— start of Source data —

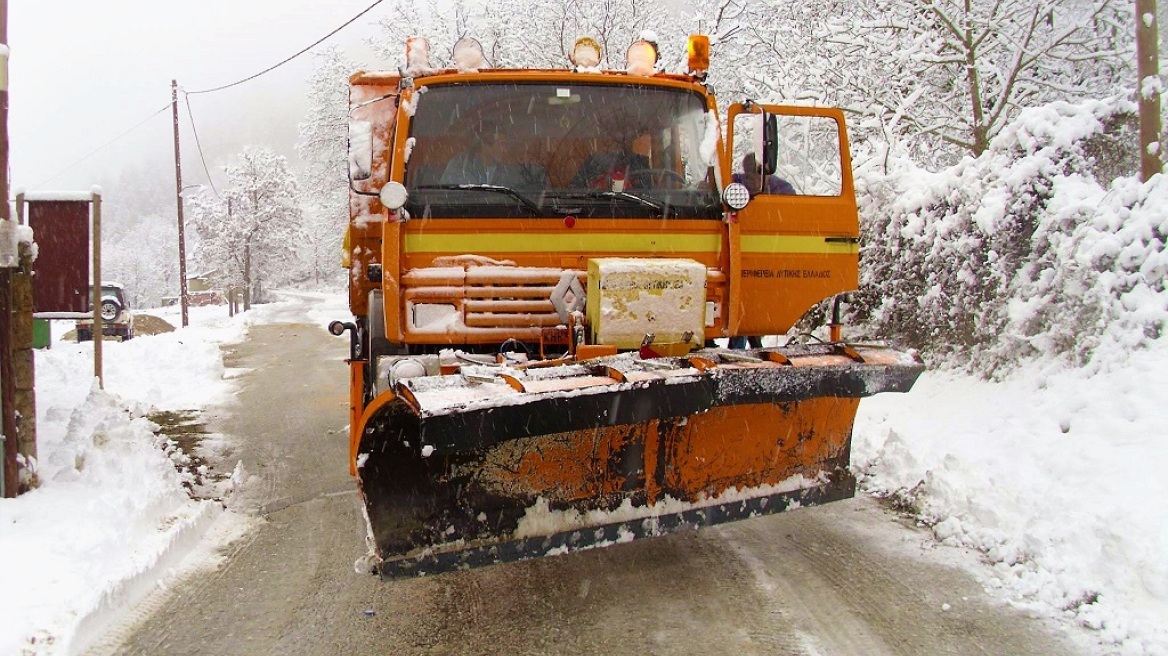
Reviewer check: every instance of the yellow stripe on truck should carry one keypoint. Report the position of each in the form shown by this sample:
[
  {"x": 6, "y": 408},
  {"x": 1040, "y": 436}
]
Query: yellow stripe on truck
[
  {"x": 801, "y": 244},
  {"x": 544, "y": 242}
]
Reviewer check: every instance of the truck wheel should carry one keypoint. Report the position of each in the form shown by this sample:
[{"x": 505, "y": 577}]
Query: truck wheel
[{"x": 110, "y": 309}]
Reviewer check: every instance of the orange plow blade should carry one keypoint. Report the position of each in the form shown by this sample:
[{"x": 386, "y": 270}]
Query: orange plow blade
[{"x": 484, "y": 467}]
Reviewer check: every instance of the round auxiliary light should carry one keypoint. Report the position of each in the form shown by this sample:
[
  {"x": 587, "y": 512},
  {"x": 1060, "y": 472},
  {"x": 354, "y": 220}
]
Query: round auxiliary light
[
  {"x": 393, "y": 196},
  {"x": 585, "y": 54},
  {"x": 736, "y": 195},
  {"x": 405, "y": 368}
]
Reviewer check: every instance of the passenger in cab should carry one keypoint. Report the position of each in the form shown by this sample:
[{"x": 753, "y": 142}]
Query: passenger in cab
[
  {"x": 486, "y": 162},
  {"x": 751, "y": 175}
]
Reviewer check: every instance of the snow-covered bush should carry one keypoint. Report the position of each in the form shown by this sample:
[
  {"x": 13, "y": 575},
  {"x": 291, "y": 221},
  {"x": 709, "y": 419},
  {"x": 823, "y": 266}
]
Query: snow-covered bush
[{"x": 1020, "y": 252}]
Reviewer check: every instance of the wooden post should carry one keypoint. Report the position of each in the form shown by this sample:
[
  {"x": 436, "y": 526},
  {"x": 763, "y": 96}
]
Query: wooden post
[
  {"x": 98, "y": 329},
  {"x": 11, "y": 482},
  {"x": 178, "y": 195},
  {"x": 1148, "y": 89}
]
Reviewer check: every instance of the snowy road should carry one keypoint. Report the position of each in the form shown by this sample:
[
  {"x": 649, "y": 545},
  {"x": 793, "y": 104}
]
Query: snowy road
[{"x": 841, "y": 579}]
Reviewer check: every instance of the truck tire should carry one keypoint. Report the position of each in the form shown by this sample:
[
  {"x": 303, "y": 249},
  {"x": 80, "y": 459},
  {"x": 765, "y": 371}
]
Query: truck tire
[{"x": 110, "y": 309}]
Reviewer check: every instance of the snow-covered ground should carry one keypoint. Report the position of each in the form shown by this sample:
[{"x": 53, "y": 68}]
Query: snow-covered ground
[
  {"x": 112, "y": 517},
  {"x": 1055, "y": 475}
]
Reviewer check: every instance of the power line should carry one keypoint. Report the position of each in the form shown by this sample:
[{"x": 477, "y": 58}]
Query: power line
[
  {"x": 103, "y": 146},
  {"x": 200, "y": 146},
  {"x": 269, "y": 69}
]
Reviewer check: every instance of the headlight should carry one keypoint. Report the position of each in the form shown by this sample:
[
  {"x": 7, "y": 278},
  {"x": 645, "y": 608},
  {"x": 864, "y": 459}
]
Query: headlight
[{"x": 736, "y": 195}]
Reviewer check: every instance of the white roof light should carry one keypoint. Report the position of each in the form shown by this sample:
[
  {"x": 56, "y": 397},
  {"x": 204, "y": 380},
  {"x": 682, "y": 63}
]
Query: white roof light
[
  {"x": 641, "y": 57},
  {"x": 417, "y": 54},
  {"x": 468, "y": 55},
  {"x": 585, "y": 54}
]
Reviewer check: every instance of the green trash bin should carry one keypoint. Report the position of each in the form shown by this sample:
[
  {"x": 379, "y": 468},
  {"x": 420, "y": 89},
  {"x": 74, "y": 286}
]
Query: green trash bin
[{"x": 42, "y": 337}]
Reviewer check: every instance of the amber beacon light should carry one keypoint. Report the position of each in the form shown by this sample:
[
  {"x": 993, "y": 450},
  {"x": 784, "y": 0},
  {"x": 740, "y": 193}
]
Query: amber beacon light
[{"x": 699, "y": 50}]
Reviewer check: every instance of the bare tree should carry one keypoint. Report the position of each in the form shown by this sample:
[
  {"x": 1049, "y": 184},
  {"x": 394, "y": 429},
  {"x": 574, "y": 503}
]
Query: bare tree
[{"x": 249, "y": 236}]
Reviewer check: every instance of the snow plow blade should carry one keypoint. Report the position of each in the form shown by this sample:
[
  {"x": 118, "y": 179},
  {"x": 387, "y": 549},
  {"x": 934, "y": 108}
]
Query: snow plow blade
[{"x": 482, "y": 467}]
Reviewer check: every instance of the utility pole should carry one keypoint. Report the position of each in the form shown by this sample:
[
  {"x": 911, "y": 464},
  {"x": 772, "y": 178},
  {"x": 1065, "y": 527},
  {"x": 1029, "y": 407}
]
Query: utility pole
[
  {"x": 1147, "y": 55},
  {"x": 178, "y": 197},
  {"x": 11, "y": 484}
]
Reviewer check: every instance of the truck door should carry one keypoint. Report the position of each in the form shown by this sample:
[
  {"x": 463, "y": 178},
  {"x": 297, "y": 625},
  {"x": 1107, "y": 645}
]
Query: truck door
[{"x": 795, "y": 243}]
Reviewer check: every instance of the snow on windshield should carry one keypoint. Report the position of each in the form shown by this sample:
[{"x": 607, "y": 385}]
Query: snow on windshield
[{"x": 561, "y": 137}]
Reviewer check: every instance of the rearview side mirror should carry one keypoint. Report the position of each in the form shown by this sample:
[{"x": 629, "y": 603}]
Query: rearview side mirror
[
  {"x": 770, "y": 144},
  {"x": 360, "y": 149}
]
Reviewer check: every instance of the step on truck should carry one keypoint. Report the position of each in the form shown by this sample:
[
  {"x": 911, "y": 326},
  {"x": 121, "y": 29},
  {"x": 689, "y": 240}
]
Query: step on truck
[{"x": 546, "y": 267}]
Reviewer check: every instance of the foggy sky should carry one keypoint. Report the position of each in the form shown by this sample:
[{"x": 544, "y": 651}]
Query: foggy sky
[{"x": 82, "y": 72}]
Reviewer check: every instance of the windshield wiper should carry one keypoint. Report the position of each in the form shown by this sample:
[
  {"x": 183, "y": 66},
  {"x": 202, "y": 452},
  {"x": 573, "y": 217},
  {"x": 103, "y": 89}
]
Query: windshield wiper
[
  {"x": 494, "y": 188},
  {"x": 621, "y": 195}
]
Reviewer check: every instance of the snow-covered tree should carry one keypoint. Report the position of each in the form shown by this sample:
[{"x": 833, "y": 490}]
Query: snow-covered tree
[
  {"x": 950, "y": 72},
  {"x": 325, "y": 181},
  {"x": 252, "y": 234}
]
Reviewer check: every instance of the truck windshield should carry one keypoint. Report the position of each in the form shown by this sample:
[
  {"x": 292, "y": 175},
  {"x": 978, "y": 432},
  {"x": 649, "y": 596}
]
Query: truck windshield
[{"x": 588, "y": 149}]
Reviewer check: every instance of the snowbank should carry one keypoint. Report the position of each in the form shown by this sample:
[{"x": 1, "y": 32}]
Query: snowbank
[
  {"x": 1055, "y": 475},
  {"x": 1021, "y": 266},
  {"x": 113, "y": 513},
  {"x": 1021, "y": 252}
]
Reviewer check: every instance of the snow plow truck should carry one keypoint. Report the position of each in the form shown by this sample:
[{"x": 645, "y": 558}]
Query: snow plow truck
[{"x": 547, "y": 269}]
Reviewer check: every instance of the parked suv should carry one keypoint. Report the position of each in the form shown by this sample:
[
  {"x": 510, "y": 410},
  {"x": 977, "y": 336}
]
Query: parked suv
[{"x": 116, "y": 318}]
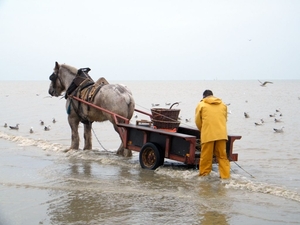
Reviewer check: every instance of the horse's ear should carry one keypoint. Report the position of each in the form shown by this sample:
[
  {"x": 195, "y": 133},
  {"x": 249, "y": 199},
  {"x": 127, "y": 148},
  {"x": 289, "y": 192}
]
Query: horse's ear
[{"x": 56, "y": 68}]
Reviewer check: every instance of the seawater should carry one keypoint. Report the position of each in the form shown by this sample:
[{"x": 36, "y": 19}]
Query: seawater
[{"x": 41, "y": 184}]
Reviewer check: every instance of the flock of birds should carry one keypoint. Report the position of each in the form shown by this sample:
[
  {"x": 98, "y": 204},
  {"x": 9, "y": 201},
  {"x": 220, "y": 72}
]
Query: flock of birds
[
  {"x": 46, "y": 128},
  {"x": 276, "y": 120},
  {"x": 277, "y": 111}
]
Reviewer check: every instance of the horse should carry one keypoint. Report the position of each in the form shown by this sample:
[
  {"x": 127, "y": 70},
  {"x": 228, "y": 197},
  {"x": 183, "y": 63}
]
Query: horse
[{"x": 115, "y": 98}]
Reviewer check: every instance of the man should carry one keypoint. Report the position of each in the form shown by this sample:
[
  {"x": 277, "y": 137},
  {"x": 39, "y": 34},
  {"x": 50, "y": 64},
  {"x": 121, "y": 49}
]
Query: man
[{"x": 211, "y": 119}]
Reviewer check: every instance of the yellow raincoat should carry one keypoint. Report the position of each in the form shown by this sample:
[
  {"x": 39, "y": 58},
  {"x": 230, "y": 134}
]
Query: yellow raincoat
[{"x": 211, "y": 119}]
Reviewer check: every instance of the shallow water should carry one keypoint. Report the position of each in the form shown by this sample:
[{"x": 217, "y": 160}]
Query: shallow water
[{"x": 40, "y": 184}]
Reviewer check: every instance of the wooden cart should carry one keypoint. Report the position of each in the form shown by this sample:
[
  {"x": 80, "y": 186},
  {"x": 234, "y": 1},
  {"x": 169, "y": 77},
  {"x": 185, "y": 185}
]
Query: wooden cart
[{"x": 154, "y": 145}]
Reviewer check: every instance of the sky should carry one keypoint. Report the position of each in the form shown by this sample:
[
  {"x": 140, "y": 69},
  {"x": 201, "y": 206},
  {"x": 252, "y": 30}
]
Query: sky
[{"x": 151, "y": 39}]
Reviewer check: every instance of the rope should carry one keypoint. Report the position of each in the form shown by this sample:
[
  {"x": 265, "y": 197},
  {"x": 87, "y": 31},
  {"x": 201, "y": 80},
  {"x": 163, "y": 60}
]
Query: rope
[
  {"x": 98, "y": 140},
  {"x": 242, "y": 168}
]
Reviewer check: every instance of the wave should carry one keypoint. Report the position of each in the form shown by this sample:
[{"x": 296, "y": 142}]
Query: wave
[
  {"x": 170, "y": 169},
  {"x": 24, "y": 141},
  {"x": 236, "y": 181}
]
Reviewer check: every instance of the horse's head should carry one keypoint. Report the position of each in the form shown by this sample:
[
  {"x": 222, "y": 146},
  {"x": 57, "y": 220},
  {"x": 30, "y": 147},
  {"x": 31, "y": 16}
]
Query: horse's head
[{"x": 61, "y": 78}]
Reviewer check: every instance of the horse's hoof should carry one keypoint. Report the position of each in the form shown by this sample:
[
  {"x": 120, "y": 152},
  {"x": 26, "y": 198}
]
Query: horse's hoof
[{"x": 127, "y": 153}]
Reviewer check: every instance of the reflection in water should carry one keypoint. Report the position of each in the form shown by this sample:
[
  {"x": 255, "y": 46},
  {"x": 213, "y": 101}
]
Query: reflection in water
[{"x": 215, "y": 196}]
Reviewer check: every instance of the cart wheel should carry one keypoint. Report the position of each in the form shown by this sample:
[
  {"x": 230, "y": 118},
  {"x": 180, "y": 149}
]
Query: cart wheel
[{"x": 151, "y": 156}]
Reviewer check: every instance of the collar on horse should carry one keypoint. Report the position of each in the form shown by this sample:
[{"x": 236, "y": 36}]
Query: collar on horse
[
  {"x": 83, "y": 87},
  {"x": 82, "y": 80}
]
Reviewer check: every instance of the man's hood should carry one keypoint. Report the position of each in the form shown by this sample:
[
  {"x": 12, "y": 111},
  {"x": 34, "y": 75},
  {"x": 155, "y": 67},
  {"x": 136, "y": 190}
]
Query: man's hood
[{"x": 212, "y": 100}]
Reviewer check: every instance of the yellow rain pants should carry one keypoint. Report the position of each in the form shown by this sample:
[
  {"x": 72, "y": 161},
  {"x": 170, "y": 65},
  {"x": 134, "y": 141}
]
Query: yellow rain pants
[{"x": 217, "y": 148}]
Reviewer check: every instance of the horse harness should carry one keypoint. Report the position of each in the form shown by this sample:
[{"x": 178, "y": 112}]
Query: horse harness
[{"x": 85, "y": 88}]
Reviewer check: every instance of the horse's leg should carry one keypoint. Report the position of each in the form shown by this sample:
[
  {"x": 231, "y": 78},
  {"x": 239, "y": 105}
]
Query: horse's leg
[
  {"x": 121, "y": 150},
  {"x": 87, "y": 136},
  {"x": 74, "y": 122}
]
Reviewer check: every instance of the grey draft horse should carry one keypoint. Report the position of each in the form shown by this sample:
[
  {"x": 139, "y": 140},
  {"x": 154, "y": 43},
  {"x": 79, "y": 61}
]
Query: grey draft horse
[{"x": 113, "y": 97}]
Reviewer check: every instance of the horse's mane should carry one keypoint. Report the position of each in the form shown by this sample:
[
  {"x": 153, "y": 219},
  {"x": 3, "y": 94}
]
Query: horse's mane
[{"x": 72, "y": 69}]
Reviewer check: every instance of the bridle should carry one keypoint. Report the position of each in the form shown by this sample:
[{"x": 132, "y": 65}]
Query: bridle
[{"x": 53, "y": 77}]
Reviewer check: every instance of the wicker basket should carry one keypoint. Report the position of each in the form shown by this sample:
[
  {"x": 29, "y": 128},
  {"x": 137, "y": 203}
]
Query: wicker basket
[
  {"x": 161, "y": 114},
  {"x": 159, "y": 124}
]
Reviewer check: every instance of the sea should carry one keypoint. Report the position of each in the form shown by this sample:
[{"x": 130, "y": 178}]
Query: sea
[{"x": 41, "y": 183}]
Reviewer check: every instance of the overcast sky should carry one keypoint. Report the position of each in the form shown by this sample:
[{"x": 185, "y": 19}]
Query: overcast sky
[{"x": 151, "y": 40}]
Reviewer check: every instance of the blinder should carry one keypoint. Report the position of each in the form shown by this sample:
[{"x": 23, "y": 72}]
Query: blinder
[{"x": 53, "y": 77}]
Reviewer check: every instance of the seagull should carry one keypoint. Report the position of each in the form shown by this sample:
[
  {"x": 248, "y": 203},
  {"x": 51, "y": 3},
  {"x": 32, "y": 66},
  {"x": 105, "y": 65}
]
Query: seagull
[
  {"x": 277, "y": 120},
  {"x": 263, "y": 84},
  {"x": 246, "y": 115},
  {"x": 14, "y": 128},
  {"x": 278, "y": 130}
]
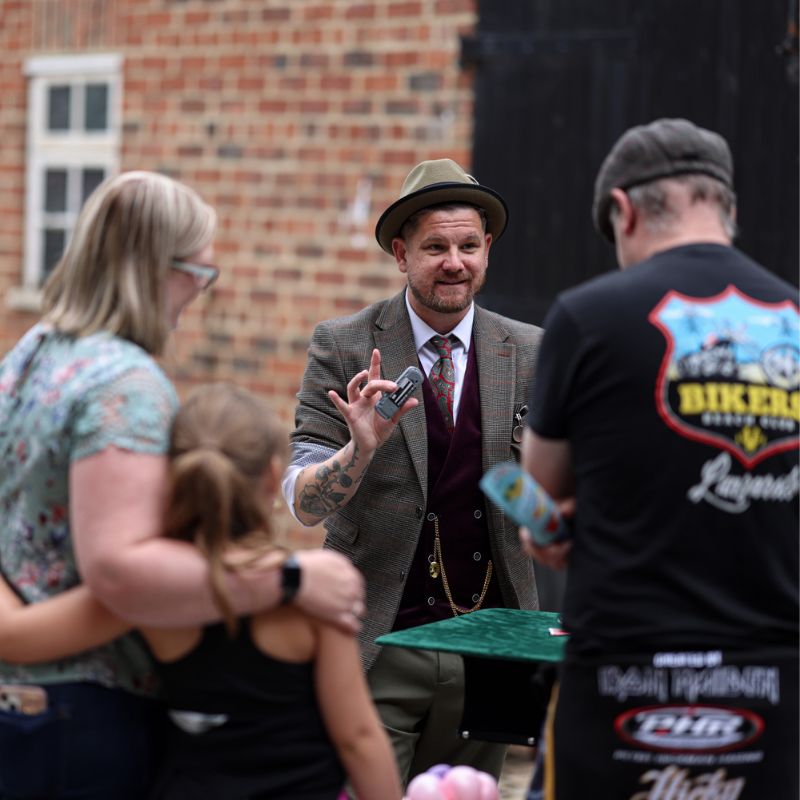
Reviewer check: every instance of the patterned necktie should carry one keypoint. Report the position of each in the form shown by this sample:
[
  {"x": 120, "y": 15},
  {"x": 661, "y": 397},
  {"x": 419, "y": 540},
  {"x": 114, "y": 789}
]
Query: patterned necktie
[{"x": 443, "y": 378}]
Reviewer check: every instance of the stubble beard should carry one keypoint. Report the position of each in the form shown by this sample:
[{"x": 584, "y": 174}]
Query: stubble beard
[{"x": 443, "y": 306}]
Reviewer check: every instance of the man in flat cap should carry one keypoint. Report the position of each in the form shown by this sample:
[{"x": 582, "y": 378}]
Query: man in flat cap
[
  {"x": 666, "y": 407},
  {"x": 400, "y": 497}
]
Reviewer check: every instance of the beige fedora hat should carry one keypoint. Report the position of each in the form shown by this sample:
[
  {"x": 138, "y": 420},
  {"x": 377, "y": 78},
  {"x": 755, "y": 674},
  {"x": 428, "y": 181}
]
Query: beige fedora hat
[{"x": 431, "y": 183}]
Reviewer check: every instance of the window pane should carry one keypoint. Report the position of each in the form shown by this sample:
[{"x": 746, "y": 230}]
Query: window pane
[
  {"x": 55, "y": 190},
  {"x": 54, "y": 239},
  {"x": 58, "y": 100},
  {"x": 92, "y": 178},
  {"x": 96, "y": 115}
]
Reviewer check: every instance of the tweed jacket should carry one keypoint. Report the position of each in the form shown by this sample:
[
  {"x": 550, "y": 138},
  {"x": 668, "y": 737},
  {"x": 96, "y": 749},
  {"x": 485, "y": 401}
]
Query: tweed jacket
[{"x": 379, "y": 528}]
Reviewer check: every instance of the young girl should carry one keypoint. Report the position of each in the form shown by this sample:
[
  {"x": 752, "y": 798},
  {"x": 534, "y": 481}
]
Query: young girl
[{"x": 273, "y": 705}]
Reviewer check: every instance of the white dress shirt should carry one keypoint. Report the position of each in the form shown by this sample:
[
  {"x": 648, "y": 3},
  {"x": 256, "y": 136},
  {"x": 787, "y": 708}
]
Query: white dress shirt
[{"x": 306, "y": 454}]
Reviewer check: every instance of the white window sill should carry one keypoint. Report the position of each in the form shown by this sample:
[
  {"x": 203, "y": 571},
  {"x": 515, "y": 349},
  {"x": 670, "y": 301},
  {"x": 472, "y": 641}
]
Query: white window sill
[{"x": 24, "y": 298}]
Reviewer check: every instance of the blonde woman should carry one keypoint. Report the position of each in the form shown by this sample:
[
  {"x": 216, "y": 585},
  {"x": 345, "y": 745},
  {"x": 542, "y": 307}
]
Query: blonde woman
[{"x": 85, "y": 413}]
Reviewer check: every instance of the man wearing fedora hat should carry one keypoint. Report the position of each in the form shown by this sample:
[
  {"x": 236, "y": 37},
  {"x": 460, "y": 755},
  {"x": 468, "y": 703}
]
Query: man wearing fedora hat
[
  {"x": 400, "y": 497},
  {"x": 666, "y": 405}
]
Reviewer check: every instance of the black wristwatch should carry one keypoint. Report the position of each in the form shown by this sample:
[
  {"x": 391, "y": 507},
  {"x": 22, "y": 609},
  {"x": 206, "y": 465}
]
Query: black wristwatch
[{"x": 290, "y": 579}]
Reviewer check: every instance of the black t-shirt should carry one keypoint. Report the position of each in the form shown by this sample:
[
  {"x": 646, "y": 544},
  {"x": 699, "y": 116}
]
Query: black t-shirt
[{"x": 675, "y": 383}]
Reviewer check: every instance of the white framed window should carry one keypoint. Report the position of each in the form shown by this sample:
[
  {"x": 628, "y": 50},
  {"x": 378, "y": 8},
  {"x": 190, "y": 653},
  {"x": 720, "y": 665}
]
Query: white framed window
[{"x": 73, "y": 143}]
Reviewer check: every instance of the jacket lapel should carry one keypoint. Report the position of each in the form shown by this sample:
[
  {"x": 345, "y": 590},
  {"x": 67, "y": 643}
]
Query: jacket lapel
[{"x": 395, "y": 339}]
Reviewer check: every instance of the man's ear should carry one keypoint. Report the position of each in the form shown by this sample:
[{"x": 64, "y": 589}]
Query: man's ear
[
  {"x": 399, "y": 251},
  {"x": 626, "y": 215}
]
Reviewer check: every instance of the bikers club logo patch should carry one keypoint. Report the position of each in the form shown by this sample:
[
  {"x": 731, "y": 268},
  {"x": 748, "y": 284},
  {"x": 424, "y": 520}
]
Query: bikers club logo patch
[{"x": 731, "y": 372}]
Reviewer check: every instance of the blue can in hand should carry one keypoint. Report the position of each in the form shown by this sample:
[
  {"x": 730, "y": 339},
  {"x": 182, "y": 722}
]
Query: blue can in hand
[{"x": 508, "y": 486}]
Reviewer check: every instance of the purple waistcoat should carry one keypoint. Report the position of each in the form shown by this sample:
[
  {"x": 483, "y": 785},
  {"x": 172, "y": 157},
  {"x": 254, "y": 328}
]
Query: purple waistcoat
[{"x": 454, "y": 469}]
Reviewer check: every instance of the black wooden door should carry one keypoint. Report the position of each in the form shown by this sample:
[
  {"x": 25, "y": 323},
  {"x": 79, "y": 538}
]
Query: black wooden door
[{"x": 557, "y": 81}]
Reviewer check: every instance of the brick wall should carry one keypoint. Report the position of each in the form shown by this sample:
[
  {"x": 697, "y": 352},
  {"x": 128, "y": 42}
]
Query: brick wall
[{"x": 296, "y": 119}]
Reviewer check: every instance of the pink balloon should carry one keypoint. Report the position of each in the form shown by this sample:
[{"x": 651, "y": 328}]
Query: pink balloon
[
  {"x": 463, "y": 783},
  {"x": 425, "y": 787},
  {"x": 488, "y": 786}
]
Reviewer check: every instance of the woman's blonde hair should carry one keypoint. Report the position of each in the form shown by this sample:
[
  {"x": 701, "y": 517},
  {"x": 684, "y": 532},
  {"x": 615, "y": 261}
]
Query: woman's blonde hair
[
  {"x": 112, "y": 276},
  {"x": 223, "y": 441}
]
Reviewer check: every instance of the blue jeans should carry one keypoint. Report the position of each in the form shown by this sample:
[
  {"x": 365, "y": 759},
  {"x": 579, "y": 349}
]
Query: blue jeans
[{"x": 92, "y": 743}]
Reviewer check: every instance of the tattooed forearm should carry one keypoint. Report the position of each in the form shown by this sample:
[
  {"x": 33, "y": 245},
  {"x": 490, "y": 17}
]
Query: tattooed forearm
[{"x": 323, "y": 495}]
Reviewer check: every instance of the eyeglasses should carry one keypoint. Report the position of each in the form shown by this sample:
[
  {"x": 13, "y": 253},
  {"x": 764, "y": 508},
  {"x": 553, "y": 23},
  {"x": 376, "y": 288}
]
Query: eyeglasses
[{"x": 205, "y": 274}]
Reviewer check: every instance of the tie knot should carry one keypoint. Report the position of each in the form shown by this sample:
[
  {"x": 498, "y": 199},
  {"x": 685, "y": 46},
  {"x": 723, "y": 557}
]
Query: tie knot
[{"x": 443, "y": 345}]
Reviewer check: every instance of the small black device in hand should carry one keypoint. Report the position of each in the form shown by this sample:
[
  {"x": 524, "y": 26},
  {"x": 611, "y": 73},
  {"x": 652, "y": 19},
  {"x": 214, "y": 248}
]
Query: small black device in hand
[{"x": 409, "y": 381}]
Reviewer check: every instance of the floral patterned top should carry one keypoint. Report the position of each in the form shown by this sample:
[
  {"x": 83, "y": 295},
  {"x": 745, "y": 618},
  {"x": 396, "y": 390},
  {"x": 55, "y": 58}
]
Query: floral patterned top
[{"x": 63, "y": 398}]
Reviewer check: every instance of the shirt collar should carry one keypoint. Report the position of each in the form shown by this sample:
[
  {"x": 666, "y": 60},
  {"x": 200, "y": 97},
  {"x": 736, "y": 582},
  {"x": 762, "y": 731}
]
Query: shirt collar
[{"x": 423, "y": 332}]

— end of Source data —

Stated exercise |
From the line holding "Reviewer check: every instance of the floral" through the last line above, reproduce each line exactly and add nothing.

Result |
Reviewer check: every instance of the floral patterned top should carry one keypoint. Report the position of each in the form shown by this sample:
[
  {"x": 83, "y": 295},
  {"x": 745, "y": 618},
  {"x": 396, "y": 390},
  {"x": 55, "y": 58}
]
Query: floral patterned top
[{"x": 63, "y": 398}]
Reviewer check: every instance of the shirt collar should carry one keypoint. Report the position of each in the form shown by this sample:
[
  {"x": 666, "y": 60},
  {"x": 200, "y": 97},
  {"x": 736, "y": 582},
  {"x": 762, "y": 731}
]
Query: shirt collar
[{"x": 423, "y": 332}]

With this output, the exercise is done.